To be done:
State how many lines in the items below contain the word "textured". Reply with the number alone.

--- Start of Provided information ---

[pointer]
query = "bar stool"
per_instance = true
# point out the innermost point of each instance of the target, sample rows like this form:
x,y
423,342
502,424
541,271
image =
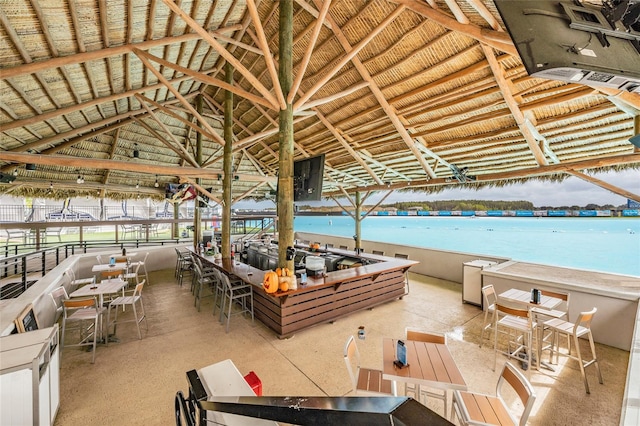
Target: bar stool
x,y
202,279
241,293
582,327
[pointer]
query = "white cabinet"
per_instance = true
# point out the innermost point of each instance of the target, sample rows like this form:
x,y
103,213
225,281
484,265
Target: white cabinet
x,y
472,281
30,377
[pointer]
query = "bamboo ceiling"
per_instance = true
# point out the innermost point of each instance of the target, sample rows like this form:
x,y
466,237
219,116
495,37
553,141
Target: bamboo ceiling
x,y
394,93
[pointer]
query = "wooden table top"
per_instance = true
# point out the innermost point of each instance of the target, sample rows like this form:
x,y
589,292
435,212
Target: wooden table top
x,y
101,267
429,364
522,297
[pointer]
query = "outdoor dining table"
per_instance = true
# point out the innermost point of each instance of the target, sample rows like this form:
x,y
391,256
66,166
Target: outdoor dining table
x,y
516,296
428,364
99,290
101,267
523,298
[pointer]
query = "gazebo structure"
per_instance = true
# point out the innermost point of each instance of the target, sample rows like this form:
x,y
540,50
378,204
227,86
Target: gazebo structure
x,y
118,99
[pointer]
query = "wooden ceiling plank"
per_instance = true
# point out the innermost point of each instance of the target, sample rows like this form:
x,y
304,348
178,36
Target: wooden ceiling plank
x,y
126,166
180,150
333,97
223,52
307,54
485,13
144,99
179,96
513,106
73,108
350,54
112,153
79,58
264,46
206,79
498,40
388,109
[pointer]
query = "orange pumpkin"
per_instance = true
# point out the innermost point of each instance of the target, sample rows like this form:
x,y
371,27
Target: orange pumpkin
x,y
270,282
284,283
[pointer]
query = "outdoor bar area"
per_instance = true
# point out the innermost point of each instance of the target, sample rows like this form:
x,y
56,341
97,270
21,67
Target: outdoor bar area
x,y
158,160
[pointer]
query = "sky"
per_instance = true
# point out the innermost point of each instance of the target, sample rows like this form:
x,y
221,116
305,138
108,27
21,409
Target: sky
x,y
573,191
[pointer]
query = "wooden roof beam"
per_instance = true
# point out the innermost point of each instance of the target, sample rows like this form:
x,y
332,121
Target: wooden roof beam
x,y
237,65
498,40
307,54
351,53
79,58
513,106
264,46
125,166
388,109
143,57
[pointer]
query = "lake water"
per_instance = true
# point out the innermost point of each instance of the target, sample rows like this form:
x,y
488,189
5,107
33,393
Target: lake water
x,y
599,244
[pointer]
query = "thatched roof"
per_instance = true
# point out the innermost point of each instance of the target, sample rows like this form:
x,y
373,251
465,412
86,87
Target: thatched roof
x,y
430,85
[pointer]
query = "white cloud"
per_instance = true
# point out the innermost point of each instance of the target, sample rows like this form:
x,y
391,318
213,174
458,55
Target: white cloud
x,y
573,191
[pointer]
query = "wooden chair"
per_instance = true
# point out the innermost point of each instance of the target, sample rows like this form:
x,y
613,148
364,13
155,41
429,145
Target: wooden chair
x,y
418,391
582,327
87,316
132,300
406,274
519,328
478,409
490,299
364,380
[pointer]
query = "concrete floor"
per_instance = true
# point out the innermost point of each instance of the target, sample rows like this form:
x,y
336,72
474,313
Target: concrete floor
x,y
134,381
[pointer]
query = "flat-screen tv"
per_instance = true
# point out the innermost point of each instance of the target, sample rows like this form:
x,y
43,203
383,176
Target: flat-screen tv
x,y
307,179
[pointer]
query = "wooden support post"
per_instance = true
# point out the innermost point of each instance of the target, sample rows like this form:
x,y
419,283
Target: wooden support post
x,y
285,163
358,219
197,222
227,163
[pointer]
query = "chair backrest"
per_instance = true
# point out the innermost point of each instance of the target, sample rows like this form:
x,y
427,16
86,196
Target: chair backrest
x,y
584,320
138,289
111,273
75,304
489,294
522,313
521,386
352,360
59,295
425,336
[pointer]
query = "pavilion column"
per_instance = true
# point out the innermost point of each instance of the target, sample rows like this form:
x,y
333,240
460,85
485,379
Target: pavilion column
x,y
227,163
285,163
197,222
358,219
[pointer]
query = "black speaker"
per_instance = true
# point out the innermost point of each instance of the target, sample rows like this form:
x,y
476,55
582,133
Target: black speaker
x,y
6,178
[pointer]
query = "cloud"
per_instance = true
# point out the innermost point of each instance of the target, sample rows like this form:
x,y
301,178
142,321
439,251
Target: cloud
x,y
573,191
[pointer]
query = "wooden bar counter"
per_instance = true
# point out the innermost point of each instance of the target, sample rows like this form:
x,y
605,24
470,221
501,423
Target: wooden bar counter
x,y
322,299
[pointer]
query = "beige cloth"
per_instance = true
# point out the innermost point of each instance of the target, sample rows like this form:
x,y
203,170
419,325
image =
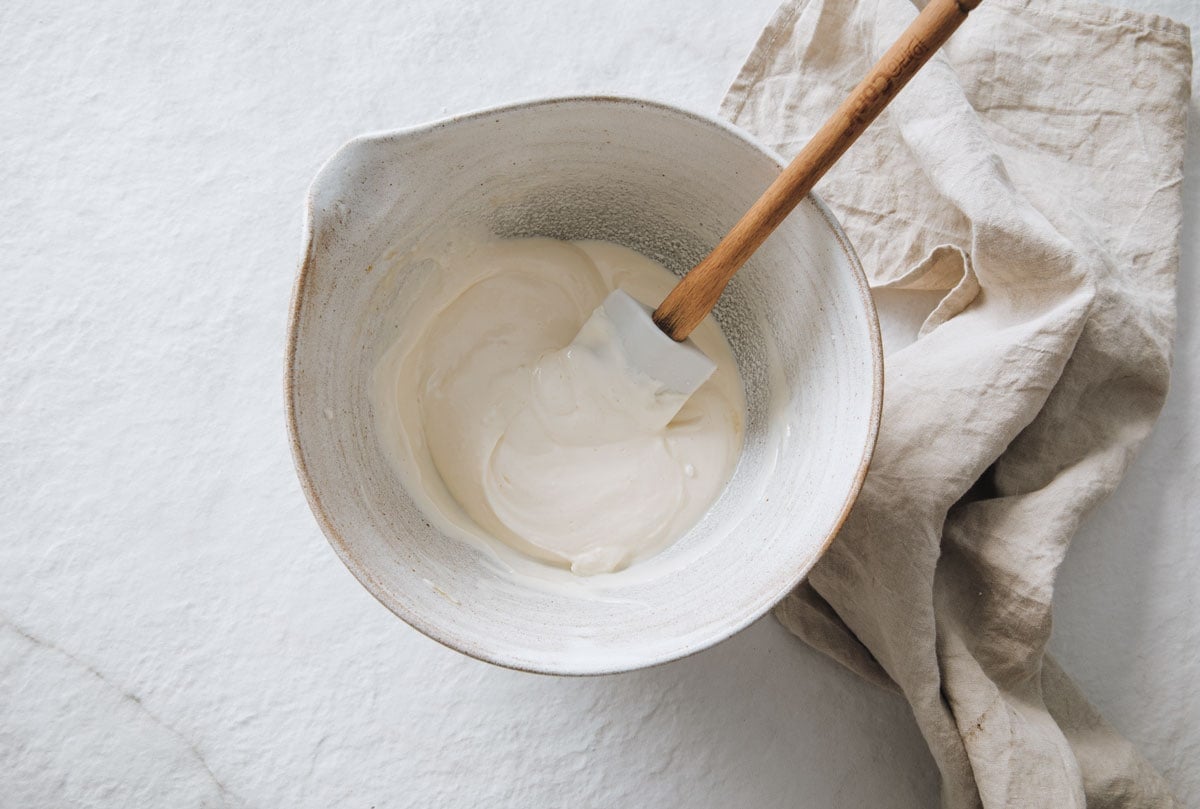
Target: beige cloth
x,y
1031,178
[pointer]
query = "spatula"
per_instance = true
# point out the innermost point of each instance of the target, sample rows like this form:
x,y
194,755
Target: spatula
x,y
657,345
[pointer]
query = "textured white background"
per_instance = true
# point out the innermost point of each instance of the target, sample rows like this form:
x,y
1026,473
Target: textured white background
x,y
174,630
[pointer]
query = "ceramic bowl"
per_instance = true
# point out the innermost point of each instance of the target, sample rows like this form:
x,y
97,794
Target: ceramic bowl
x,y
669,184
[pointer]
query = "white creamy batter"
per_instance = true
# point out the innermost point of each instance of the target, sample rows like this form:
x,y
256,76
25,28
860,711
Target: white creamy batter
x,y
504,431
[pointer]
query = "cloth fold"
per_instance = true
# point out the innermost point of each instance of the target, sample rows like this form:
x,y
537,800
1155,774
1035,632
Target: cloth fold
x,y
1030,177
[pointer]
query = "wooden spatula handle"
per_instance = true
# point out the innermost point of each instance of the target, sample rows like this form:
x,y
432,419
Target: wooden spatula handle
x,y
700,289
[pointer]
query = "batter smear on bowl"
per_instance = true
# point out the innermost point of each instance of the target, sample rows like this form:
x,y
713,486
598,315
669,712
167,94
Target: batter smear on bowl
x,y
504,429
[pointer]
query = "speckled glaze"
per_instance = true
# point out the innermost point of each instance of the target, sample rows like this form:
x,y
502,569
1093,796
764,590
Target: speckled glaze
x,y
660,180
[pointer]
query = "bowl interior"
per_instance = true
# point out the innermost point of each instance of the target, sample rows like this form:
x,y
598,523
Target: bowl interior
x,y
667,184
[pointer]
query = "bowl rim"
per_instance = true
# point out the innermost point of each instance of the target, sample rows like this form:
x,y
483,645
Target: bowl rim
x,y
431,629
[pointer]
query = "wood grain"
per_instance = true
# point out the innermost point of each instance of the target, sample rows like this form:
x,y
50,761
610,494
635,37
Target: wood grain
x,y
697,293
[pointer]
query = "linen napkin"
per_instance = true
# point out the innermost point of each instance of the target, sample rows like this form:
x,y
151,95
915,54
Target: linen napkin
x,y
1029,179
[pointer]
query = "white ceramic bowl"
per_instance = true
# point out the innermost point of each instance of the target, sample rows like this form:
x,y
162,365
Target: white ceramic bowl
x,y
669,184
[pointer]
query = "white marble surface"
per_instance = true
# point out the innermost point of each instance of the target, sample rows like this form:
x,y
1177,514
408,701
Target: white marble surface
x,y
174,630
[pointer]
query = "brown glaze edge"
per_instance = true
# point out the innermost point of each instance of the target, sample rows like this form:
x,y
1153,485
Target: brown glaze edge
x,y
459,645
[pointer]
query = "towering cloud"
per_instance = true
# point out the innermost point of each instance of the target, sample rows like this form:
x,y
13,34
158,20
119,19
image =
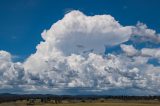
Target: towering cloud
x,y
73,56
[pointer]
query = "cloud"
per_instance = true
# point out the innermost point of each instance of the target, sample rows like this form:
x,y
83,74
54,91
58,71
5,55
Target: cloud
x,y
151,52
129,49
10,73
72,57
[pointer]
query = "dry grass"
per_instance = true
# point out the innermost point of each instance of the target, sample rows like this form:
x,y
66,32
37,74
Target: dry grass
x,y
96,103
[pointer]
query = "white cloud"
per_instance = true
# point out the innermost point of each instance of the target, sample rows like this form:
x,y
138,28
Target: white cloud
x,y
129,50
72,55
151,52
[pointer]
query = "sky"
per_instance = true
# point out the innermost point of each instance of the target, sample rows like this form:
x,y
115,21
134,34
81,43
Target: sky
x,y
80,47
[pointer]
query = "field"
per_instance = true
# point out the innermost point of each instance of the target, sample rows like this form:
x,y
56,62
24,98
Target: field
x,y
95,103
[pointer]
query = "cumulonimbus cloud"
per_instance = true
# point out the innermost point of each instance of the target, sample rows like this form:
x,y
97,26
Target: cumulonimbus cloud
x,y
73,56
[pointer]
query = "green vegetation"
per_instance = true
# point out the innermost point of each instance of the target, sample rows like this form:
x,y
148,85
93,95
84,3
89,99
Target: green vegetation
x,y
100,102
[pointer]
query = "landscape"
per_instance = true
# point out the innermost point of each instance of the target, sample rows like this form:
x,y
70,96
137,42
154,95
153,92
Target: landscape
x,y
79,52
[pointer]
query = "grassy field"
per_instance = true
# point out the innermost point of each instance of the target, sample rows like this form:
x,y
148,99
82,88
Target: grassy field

--- End of Provided information ---

Finished task:
2